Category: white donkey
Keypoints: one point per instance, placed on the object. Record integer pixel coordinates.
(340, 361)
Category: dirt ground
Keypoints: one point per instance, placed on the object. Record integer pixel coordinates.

********************

_EXERCISE AIM_.
Reproduce every line of the items above, requests included, scaling each pixel coordinate in the answers by 1.3 and rounding to the nearest whole number, with halves rounded up.

_RESULT FOR THIS TASK_.
Category: white donkey
Keypoints: one point per instance, placed on the object. Record integer pixel coordinates.
(442, 469)
Category: dirt ground
Keypoints: one point per instance, placed on the object. Record integer pixel coordinates.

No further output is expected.